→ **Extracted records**

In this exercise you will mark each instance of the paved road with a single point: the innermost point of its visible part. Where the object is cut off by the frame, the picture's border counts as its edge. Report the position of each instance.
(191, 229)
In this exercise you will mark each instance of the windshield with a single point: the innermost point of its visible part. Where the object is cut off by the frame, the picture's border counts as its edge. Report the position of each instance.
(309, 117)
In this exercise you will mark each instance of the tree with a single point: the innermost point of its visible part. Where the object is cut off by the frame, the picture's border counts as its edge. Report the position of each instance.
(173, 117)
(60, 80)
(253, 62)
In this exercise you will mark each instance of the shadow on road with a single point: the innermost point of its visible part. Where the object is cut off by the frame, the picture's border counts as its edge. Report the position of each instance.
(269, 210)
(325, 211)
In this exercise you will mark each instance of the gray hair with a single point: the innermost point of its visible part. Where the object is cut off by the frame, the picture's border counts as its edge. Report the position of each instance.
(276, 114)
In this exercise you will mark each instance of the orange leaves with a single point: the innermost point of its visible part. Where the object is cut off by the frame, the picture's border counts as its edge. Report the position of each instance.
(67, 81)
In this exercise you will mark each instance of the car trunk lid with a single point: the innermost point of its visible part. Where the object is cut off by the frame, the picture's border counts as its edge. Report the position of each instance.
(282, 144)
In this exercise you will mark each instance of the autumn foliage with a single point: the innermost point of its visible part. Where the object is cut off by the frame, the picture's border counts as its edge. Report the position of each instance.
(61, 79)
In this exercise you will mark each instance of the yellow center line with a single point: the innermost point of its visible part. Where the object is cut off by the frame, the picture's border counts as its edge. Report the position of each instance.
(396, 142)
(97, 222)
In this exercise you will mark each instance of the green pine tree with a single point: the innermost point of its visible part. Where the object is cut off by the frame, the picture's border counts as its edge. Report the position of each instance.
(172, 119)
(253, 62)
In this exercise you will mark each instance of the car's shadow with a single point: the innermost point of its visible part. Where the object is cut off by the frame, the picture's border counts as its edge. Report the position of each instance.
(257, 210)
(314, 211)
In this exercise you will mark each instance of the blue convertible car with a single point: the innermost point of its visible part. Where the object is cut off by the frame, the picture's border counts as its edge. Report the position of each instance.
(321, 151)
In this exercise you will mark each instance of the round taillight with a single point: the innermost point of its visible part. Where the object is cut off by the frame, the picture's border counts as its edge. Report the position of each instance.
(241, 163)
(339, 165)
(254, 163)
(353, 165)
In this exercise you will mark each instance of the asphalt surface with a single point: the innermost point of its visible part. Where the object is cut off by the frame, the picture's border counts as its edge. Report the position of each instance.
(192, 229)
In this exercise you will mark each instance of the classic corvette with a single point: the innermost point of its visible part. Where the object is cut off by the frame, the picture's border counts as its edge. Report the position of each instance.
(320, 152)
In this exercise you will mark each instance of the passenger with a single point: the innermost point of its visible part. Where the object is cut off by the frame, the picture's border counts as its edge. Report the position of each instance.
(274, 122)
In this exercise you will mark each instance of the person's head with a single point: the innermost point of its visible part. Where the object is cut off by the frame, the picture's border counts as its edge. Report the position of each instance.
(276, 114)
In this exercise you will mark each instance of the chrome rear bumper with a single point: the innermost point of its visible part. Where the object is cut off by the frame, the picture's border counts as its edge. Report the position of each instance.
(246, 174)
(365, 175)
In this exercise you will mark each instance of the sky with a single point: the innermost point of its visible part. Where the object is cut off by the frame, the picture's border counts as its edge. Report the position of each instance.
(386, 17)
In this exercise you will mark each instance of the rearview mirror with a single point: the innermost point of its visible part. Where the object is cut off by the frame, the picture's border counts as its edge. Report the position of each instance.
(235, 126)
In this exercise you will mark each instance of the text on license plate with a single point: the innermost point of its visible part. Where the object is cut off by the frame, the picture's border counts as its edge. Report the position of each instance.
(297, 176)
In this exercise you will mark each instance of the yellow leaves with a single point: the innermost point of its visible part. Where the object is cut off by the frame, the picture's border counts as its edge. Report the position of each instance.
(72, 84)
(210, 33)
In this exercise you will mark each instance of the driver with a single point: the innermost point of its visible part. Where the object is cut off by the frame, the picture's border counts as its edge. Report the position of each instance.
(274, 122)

→ **GOAL**
Convert all the records into a two-column CSV with columns named instruction and points, one row per record. Put each record's text and its answer in a single quoted field, and replace any line breaks with spaces.

→ **ANSWER TO THIS PROBLEM**
instruction,points
"In this exercise you will mark each instance of the paved road with a single point: the innermost point of its visible part. Where the object is cut off by the frame, the picture's border counts as its edge. Report the position of each instance.","(191, 229)"
"In this exercise you will mark each instance of the windshield with a single point: the innermost point of its visible part. Where the object is cut off by the frame, the picture's border counts as its edge. Report the position of each instance.","(309, 117)"
"In this exercise you will mark each instance of the tree with a single point: the innermost point of its visible part. Where the object is cut off by the frame, the picture's border counts as its edge. Report the position of each instance.","(173, 117) (60, 80) (253, 62)"
"In this exercise you will mark each instance of the shadow on road with a single point: the innermost point of its visible part. Where the object is cut off by the frame, the picture's border counts as its edge. Report the position of each instance.","(269, 210) (325, 211)"
"In this exercise you will mark each instance of the gray hair with a single point: the innermost point of its visible part. Where the object is cut off by the frame, the picture's border counts as its edge. Report the position of each instance.","(276, 114)"
"In this exercise you will mark each instance of the orange leaves with a single point: the innermost point of its visible part. Where the object is cut off by the frame, the picture's border counts as its edge. Report the position of each instance.","(67, 81)"
"In this exercise you will mark each instance of the car trunk lid with a single point: the innermost point of its visible part. Where the object is cut off by the frame, the picture's border counts as its edge. Report the position of each instance.","(282, 144)"
"In this exercise you will mark each instance of the autumn foliage with a single point: the innermost point of its visible part. Where the object is cut off by the frame, the picture's border counts as its edge. Report the position of each instance.","(61, 79)"
"In this exercise you will mark each instance of the yellow center line with a single point: the innermost point of its visible part. Where the object is cut off by the frame, the picture's border counts as its edge. Report the position of each instance.","(396, 142) (97, 222)"
"In this exercise you will mark each instance of the green pine tree with a single point: the innermost point of its visible part. Where the object is cut off by the frame, the picture's border counts as its edge. Report the position of each instance.","(172, 119) (253, 62)"
"In this exercise you will mark each instance of the car's shadow with a single point: the innermost point of its visible part. Where the object is cut off by the frame, the picture's border counts as its edge. Report the position of each instance.","(257, 210) (314, 211)"
"In this exercise you will mark each instance of the blue convertible car with a single point: the innermost point of its visible part. Where the object is cut off by the frame, the picture's border counts as its edge. Report the position of each instance.","(321, 151)"
"In this exercise you will mark each instance of the round taillight with a single point: the innermost point of its visible part. Where the object is cut off by the frame, the picture's border counts as its edge. Report the position of each instance.","(241, 163) (339, 165) (254, 163) (353, 165)"
"In this exercise you will mark each instance of the asphalt surface with a single point: the innermost point of its visible part. Where the object is cut off by the frame, the picture's border counts as its edge. Report the position of each instance.","(192, 229)"
"In this exercise you will mark each instance of the classic corvette with a single point: the innermost point of its visible part. Where the object is cut off by the frame, the picture's border counts as its edge. Report the position of each instance.","(320, 152)"
"In this exercise you will mark each instance of the passenger with a single point: the innermost point of its visible part. Where the object is cut off by the frame, the picture's border counts as its edge. Report the position of each instance.","(274, 122)"
"In this exercise you will mark each instance of the person's head with a single point: the innermost point of its visible part. Where the object is cut off by the frame, the picture's border counts as its edge. Report the position of each instance.","(276, 114)"
"In this exercise you will mark each instance of the chrome rear bumper with a single point: the innermost point of its visible part. Where the object is cut off by the frame, the picture's border counts as its edge. Report the position of each instance.","(246, 174) (365, 175)"
"In this exercise you will mark each instance of the sky with a single point: the innermost point of its visible part. Where the object is cut off by the frame, the picture's border counts as its edge. Report the position of each instance.","(386, 17)"
"In this exercise you will mark each instance of the rearview mirror with a single point: the innermost point of its visible part. Where the object is cut off by the frame, the picture's border counts as its edge. Report the position of each instance.","(235, 126)"
"In this exercise you will mark each instance of the text on license plate with a single point: the innermost point of its visible part. Where the object is cut off by the frame, the picture's border counts as its edge. Report the position of each instance.","(297, 176)"
"In this exercise you will mark each instance of the yellow leaves with a single point: the innermost point of its visible part. Where the object is cut off by the frame, the picture's border counts as its edge. Report the position of each instance.","(72, 84) (210, 33)"
"In this exercise you will mark each instance of the driver with a single point: the innermost point of its visible part. Where the object is cut off by the frame, the picture's border counts as its edge. Report the position of each instance.","(274, 122)"